**What the task requires**
All lines of the records below that contain the word "large" must be listed.

Source data:
┌──

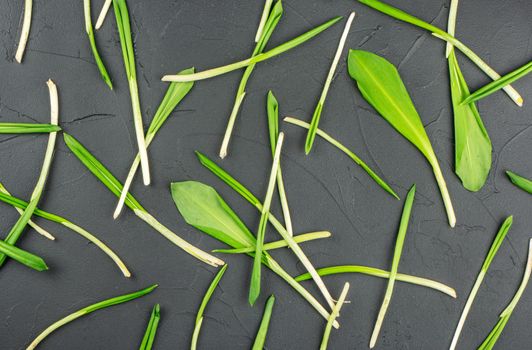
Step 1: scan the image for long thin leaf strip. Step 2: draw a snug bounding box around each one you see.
[463,61,532,106]
[446,3,491,192]
[139,304,160,350]
[0,183,131,277]
[252,295,276,350]
[478,239,532,350]
[0,238,47,271]
[95,0,112,30]
[507,170,532,194]
[191,265,228,350]
[254,0,274,42]
[320,283,350,350]
[171,181,337,327]
[449,216,512,350]
[370,185,415,348]
[294,265,456,297]
[358,0,523,106]
[114,68,195,219]
[214,231,331,254]
[195,152,336,310]
[219,1,283,159]
[250,132,285,305]
[0,80,59,268]
[284,117,399,199]
[112,0,151,185]
[0,123,61,134]
[347,51,455,225]
[162,16,343,82]
[266,91,293,236]
[27,284,158,350]
[63,133,224,267]
[305,12,356,154]
[445,0,459,58]
[84,0,113,89]
[15,0,32,63]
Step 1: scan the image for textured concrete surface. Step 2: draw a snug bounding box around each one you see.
[0,0,531,349]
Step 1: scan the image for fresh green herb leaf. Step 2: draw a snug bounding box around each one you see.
[112,0,150,184]
[252,295,276,350]
[250,132,284,305]
[347,50,455,226]
[294,265,456,297]
[15,0,32,63]
[171,180,337,327]
[219,1,282,158]
[84,0,113,89]
[284,116,399,199]
[463,61,531,106]
[191,264,228,350]
[0,80,58,268]
[358,0,523,106]
[320,283,350,350]
[477,239,532,350]
[139,304,160,350]
[305,12,356,154]
[195,152,336,310]
[254,0,274,42]
[162,16,343,82]
[449,216,512,350]
[95,0,112,30]
[114,68,195,219]
[444,0,459,58]
[0,182,131,277]
[266,91,293,236]
[27,284,158,350]
[0,238,47,271]
[370,185,415,348]
[0,123,61,134]
[213,231,331,254]
[507,170,532,194]
[446,9,491,191]
[63,133,224,267]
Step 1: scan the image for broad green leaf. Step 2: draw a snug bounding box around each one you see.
[370,185,415,348]
[171,181,255,249]
[449,50,492,191]
[0,123,61,134]
[507,170,532,194]
[27,285,158,350]
[252,295,276,350]
[348,50,455,227]
[449,216,512,350]
[464,61,531,106]
[358,0,522,106]
[139,304,160,350]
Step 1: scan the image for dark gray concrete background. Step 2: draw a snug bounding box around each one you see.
[0,0,531,349]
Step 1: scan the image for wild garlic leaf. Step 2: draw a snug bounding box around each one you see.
[507,170,532,194]
[0,123,61,134]
[449,50,492,191]
[0,239,47,271]
[171,181,256,249]
[463,60,531,106]
[320,283,350,350]
[84,0,113,89]
[15,0,32,63]
[347,50,455,227]
[252,295,276,350]
[139,304,160,350]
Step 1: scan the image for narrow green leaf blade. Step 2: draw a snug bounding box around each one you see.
[463,61,531,105]
[252,295,276,350]
[28,285,158,350]
[0,123,61,134]
[139,304,160,350]
[84,0,113,89]
[0,239,48,271]
[63,133,144,212]
[506,170,532,194]
[449,51,492,191]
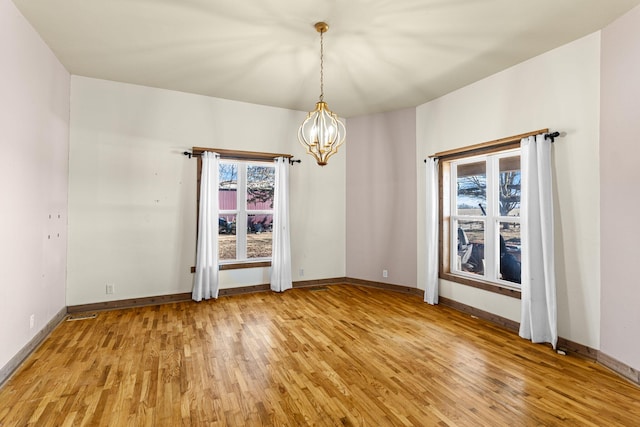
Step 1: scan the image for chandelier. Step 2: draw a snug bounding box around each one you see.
[298,22,346,166]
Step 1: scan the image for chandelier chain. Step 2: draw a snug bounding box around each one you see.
[319,30,324,102]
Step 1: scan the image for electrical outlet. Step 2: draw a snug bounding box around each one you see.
[383,269,388,278]
[106,284,115,294]
[29,314,35,329]
[299,268,304,277]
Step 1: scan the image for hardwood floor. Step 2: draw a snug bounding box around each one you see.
[1,284,639,426]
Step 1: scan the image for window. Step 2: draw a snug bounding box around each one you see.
[431,129,550,297]
[435,131,541,297]
[447,150,521,287]
[218,160,275,263]
[192,147,291,271]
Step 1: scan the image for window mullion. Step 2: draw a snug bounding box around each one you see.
[236,163,247,260]
[485,157,497,282]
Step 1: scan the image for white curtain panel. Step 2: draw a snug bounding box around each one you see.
[424,157,440,305]
[519,134,558,349]
[270,157,292,292]
[193,151,220,301]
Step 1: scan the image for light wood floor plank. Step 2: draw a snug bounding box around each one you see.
[2,284,640,426]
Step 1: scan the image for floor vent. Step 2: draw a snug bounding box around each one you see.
[308,286,330,292]
[66,313,98,321]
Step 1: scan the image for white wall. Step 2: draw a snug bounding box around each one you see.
[600,4,640,371]
[346,108,417,286]
[416,33,601,348]
[0,0,70,370]
[67,76,345,305]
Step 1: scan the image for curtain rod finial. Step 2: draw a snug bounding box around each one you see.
[545,131,561,142]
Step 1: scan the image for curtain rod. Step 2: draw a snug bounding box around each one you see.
[423,130,561,163]
[183,149,301,165]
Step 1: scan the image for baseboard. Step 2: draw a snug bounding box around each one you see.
[344,277,424,296]
[294,277,348,288]
[0,307,67,387]
[67,278,349,313]
[438,296,520,332]
[67,292,193,313]
[219,284,271,296]
[557,337,599,360]
[598,352,640,385]
[218,278,349,296]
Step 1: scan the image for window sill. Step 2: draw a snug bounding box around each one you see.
[190,261,272,273]
[220,261,271,270]
[439,272,521,299]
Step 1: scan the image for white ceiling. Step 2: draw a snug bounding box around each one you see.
[13,0,640,118]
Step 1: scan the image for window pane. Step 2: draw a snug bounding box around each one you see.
[499,221,521,284]
[247,214,273,258]
[457,161,486,215]
[218,214,236,260]
[219,163,238,210]
[499,156,520,217]
[457,220,484,276]
[247,165,275,209]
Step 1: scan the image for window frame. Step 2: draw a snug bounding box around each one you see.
[434,129,547,299]
[192,147,291,271]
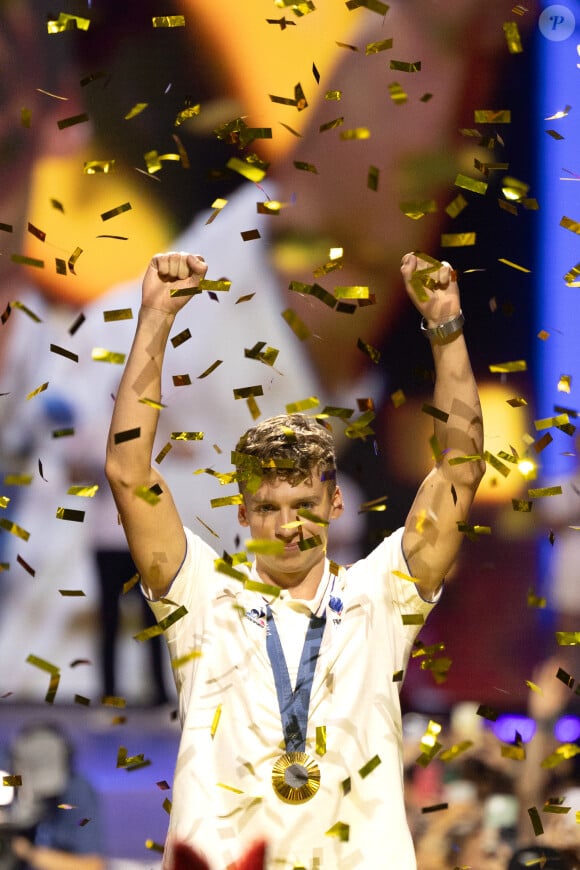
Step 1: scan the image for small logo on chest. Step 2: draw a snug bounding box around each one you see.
[244,606,268,631]
[328,595,343,625]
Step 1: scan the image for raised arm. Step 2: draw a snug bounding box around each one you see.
[400,252,485,599]
[105,252,208,599]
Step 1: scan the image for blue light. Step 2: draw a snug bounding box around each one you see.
[554,714,580,743]
[536,1,580,481]
[492,714,536,744]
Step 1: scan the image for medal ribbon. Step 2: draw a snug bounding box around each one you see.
[265,605,326,752]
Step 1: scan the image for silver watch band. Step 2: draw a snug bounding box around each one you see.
[420,310,464,341]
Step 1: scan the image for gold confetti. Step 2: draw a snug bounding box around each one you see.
[502,743,526,761]
[316,726,326,756]
[555,632,580,645]
[134,486,161,506]
[210,704,222,739]
[474,109,511,124]
[390,60,421,72]
[11,301,43,321]
[172,374,191,387]
[101,202,132,222]
[526,587,546,608]
[528,486,563,498]
[57,113,90,130]
[402,614,425,626]
[0,519,30,540]
[241,229,261,241]
[388,82,409,106]
[485,451,511,477]
[246,539,285,555]
[503,20,523,53]
[26,654,59,675]
[421,802,449,814]
[50,344,78,363]
[68,247,83,274]
[445,193,468,218]
[422,403,449,423]
[498,258,531,273]
[325,89,343,101]
[298,535,323,551]
[358,755,381,778]
[84,160,116,174]
[67,485,98,498]
[293,161,318,173]
[401,200,437,219]
[171,649,202,670]
[92,348,126,365]
[199,278,231,293]
[457,522,491,538]
[227,156,267,183]
[3,474,32,486]
[155,443,172,464]
[26,382,48,400]
[197,360,222,379]
[535,413,569,430]
[340,127,371,140]
[216,782,244,794]
[366,38,393,53]
[152,15,185,27]
[489,360,527,373]
[59,589,86,597]
[244,579,282,597]
[139,398,166,410]
[3,775,22,787]
[560,215,580,235]
[335,286,370,299]
[211,495,244,508]
[282,308,311,340]
[441,232,476,247]
[233,386,263,401]
[145,840,165,853]
[455,173,488,194]
[286,396,319,413]
[103,308,133,323]
[416,720,442,766]
[205,198,228,225]
[11,254,44,271]
[367,165,380,191]
[47,12,90,32]
[56,507,85,522]
[124,103,148,121]
[558,375,572,393]
[170,432,204,441]
[357,338,381,364]
[325,821,350,842]
[439,741,474,763]
[564,262,580,286]
[541,743,580,767]
[512,499,532,512]
[114,427,140,444]
[319,117,344,133]
[528,806,544,835]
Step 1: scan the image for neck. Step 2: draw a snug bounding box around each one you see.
[256,559,326,601]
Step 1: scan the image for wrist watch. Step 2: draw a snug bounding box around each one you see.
[420,310,464,341]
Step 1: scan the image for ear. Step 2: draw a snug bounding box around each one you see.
[238,501,249,527]
[330,485,344,520]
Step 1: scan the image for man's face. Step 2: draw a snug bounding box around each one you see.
[238,474,343,587]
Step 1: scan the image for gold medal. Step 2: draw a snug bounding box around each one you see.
[271,751,321,804]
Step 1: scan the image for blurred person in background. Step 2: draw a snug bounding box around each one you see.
[0,722,104,870]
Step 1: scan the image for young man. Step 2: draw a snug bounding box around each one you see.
[105,251,485,869]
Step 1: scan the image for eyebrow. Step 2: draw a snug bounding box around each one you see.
[250,493,322,506]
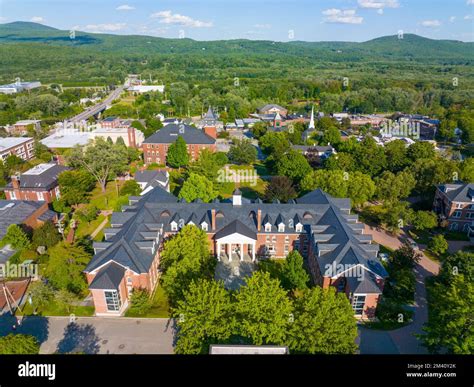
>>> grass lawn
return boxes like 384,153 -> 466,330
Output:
124,284 -> 170,318
74,214 -> 107,239
89,181 -> 125,211
19,301 -> 95,317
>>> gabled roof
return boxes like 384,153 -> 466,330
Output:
214,219 -> 257,240
0,200 -> 52,239
438,183 -> 474,202
143,123 -> 215,145
5,163 -> 69,191
89,262 -> 125,290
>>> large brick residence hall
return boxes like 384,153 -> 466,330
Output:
84,187 -> 387,318
142,123 -> 216,166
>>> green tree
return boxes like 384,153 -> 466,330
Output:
2,224 -> 30,250
69,138 -> 128,193
45,242 -> 91,294
120,180 -> 141,196
321,126 -> 341,145
384,140 -> 409,173
188,149 -> 227,181
259,132 -> 290,156
235,271 -> 292,345
128,288 -> 152,315
58,169 -> 96,206
353,136 -> 387,177
160,225 -> 214,306
28,282 -> 55,313
167,136 -> 189,168
281,251 -> 309,290
251,122 -> 268,139
428,234 -> 448,256
32,221 -> 61,248
412,211 -> 438,231
228,139 -> 257,165
175,279 -> 235,354
0,334 -> 39,354
264,176 -> 297,203
346,171 -> 376,207
288,287 -> 358,354
407,141 -> 436,161
274,150 -> 311,184
178,173 -> 217,203
375,170 -> 416,202
421,275 -> 474,354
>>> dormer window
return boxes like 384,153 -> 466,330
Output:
295,223 -> 303,232
170,221 -> 178,231
265,223 -> 271,232
201,222 -> 208,231
278,223 -> 285,232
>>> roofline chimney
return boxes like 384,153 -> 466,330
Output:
211,209 -> 216,231
257,209 -> 262,232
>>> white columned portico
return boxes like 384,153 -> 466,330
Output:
240,243 -> 244,261
217,241 -> 221,261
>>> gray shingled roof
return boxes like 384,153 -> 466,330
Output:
143,123 -> 215,145
438,183 -> 474,202
85,187 -> 385,294
89,262 -> 126,290
0,200 -> 50,239
4,163 -> 69,191
214,219 -> 257,240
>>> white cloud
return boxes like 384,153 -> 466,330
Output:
467,0 -> 474,5
377,9 -> 384,15
150,10 -> 213,28
30,16 -> 44,23
83,23 -> 127,33
421,19 -> 441,27
358,0 -> 399,9
465,14 -> 474,20
116,5 -> 135,11
449,16 -> 456,23
254,23 -> 272,29
322,9 -> 363,24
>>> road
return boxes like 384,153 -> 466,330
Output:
69,86 -> 124,122
0,316 -> 176,354
358,225 -> 440,354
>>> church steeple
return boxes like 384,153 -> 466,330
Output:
309,106 -> 315,129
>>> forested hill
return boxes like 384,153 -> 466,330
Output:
0,21 -> 473,63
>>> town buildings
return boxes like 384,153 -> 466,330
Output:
142,123 -> 216,165
433,182 -> 474,236
3,163 -> 69,202
84,187 -> 386,319
0,81 -> 41,94
6,120 -> 41,136
0,137 -> 35,161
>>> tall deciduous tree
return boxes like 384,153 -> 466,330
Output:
178,173 -> 217,203
175,279 -> 235,354
264,176 -> 297,203
228,139 -> 257,165
68,138 -> 128,192
288,287 -> 358,354
281,250 -> 309,291
235,271 -> 292,345
0,334 -> 40,354
167,136 -> 189,168
58,169 -> 96,206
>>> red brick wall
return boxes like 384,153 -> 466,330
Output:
5,188 -> 57,203
142,143 -> 216,165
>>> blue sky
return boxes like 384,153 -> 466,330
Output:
1,0 -> 473,41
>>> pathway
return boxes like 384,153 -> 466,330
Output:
359,225 -> 440,354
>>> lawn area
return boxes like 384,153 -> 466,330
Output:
74,214 -> 107,239
19,301 -> 95,317
125,284 -> 170,318
89,181 -> 125,211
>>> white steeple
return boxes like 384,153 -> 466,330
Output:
309,106 -> 315,129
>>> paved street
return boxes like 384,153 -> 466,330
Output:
359,225 -> 440,354
0,316 -> 176,354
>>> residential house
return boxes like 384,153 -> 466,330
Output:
3,163 -> 69,202
0,200 -> 57,239
134,170 -> 170,194
258,104 -> 288,117
84,187 -> 386,319
0,137 -> 34,162
6,120 -> 41,136
433,182 -> 474,236
142,123 -> 216,165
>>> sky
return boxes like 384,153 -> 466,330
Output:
0,0 -> 473,42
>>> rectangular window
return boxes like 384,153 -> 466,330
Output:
104,290 -> 121,312
452,211 -> 462,218
37,191 -> 44,201
352,294 -> 366,316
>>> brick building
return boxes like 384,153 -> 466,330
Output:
0,137 -> 34,162
3,163 -> 69,203
433,182 -> 474,236
142,123 -> 216,165
84,187 -> 387,319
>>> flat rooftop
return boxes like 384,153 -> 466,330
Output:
41,131 -> 91,148
0,137 -> 33,151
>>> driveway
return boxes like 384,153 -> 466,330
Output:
360,226 -> 440,354
0,316 -> 176,354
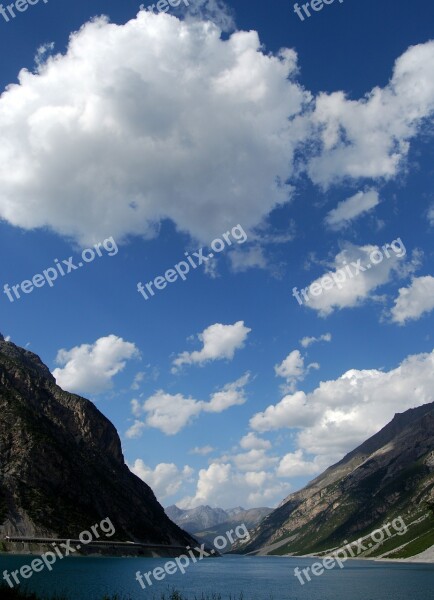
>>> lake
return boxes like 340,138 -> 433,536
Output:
0,554 -> 433,599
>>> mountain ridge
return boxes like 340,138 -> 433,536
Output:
236,402 -> 434,558
165,504 -> 272,550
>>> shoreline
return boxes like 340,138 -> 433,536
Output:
282,546 -> 434,565
291,553 -> 434,565
2,548 -> 434,565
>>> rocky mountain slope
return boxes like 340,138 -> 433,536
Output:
165,504 -> 272,549
236,402 -> 434,558
166,505 -> 230,533
0,335 -> 196,551
165,505 -> 271,535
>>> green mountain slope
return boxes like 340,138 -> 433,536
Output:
236,402 -> 434,558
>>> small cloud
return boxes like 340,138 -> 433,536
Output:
239,432 -> 271,451
172,321 -> 251,372
125,420 -> 147,439
184,0 -> 236,32
203,256 -> 220,279
206,372 -> 250,412
130,365 -> 159,390
130,373 -> 250,435
129,460 -> 194,502
390,275 -> 434,324
275,350 -> 319,392
297,241 -> 408,317
131,372 -> 145,390
189,445 -> 215,455
131,399 -> 142,417
34,42 -> 55,69
325,189 -> 380,230
300,333 -> 332,348
229,246 -> 267,273
52,335 -> 139,395
276,450 -> 323,478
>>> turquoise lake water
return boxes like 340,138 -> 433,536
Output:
0,554 -> 433,599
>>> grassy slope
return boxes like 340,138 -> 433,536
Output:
268,507 -> 434,558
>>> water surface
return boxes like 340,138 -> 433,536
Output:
0,554 -> 433,599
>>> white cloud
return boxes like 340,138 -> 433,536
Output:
206,373 -> 250,412
276,450 -> 324,478
140,391 -> 203,435
297,241 -> 408,317
0,12 -> 308,246
52,335 -> 139,395
183,0 -> 236,32
34,42 -> 55,69
307,42 -> 434,187
275,350 -> 305,381
239,432 -> 271,451
175,425 -> 329,508
203,256 -> 219,279
130,459 -> 194,501
427,204 -> 434,226
0,12 -> 433,246
130,365 -> 159,389
250,390 -> 319,432
172,321 -> 251,371
221,448 -> 278,472
131,398 -> 142,417
178,462 -> 289,509
131,371 -> 145,390
275,350 -> 319,392
251,349 -> 434,464
131,373 -> 250,435
189,445 -> 215,455
325,190 -> 379,229
229,246 -> 267,273
300,333 -> 332,348
390,275 -> 434,324
125,419 -> 147,439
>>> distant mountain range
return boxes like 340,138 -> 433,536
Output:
0,335 -> 196,554
235,402 -> 434,559
165,504 -> 272,548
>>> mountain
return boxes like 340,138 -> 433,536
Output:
0,335 -> 196,553
165,505 -> 230,533
226,507 -> 245,518
236,402 -> 434,558
165,504 -> 272,549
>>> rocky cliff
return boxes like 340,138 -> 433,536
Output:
0,335 -> 196,550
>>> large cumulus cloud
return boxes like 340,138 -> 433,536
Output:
1,11 -> 434,246
0,11 -> 309,245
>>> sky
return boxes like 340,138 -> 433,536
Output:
1,0 -> 434,510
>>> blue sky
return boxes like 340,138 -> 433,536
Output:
1,0 -> 434,509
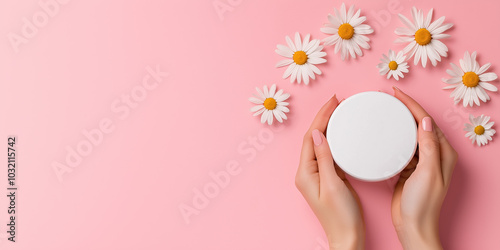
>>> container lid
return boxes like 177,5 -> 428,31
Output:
326,91 -> 417,181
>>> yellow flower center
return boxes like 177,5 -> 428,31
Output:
293,51 -> 308,65
415,28 -> 432,46
462,72 -> 480,87
263,98 -> 277,110
338,23 -> 354,40
389,61 -> 398,70
474,125 -> 485,135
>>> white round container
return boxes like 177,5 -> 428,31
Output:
326,91 -> 417,181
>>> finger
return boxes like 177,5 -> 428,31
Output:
415,117 -> 442,176
296,95 -> 339,200
312,129 -> 343,192
435,127 -> 458,186
308,94 -> 339,133
299,95 -> 339,166
392,156 -> 418,220
393,87 -> 455,180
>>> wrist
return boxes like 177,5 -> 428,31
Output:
328,228 -> 365,250
395,222 -> 442,250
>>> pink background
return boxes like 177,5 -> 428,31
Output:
0,0 -> 499,249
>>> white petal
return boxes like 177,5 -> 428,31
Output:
427,16 -> 445,32
398,13 -> 416,31
277,105 -> 290,113
267,110 -> 273,125
308,57 -> 327,64
350,16 -> 366,26
273,89 -> 283,99
476,87 -> 487,102
414,46 -> 422,65
432,33 -> 451,39
273,110 -> 283,123
261,110 -> 269,123
478,87 -> 491,101
477,63 -> 491,75
304,65 -> 316,80
431,23 -> 453,35
296,66 -> 302,84
253,107 -> 265,116
395,36 -> 415,43
340,3 -> 347,23
463,51 -> 472,72
379,66 -> 390,75
305,39 -> 320,54
285,36 -> 296,52
302,34 -> 311,50
294,32 -> 302,51
451,63 -> 464,76
269,84 -> 276,97
353,35 -> 370,49
290,66 -> 299,83
443,77 -> 462,84
446,69 -> 459,77
249,97 -> 263,104
275,59 -> 294,68
327,14 -> 342,28
283,63 -> 297,79
255,87 -> 265,99
393,71 -> 400,80
251,105 -> 265,112
479,82 -> 498,92
308,51 -> 327,59
471,89 -> 480,106
354,24 -> 373,34
431,40 -> 448,57
424,8 -> 433,27
403,41 -> 417,56
479,72 -> 498,82
276,45 -> 293,58
421,45 -> 428,68
463,87 -> 471,107
471,51 -> 479,72
346,4 -> 355,22
322,35 -> 339,46
309,64 -> 322,75
484,122 -> 495,129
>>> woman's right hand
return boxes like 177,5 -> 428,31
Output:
391,87 -> 458,250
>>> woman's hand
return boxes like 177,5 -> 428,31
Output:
295,95 -> 365,250
391,87 -> 458,250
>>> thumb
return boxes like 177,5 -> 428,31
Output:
416,117 -> 441,174
311,129 -> 342,190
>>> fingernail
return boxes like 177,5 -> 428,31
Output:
312,129 -> 323,146
422,117 -> 433,132
392,86 -> 403,93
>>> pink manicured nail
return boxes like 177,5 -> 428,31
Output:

└──

**Response**
>>> large brick residence hall
>>> large cumulus cloud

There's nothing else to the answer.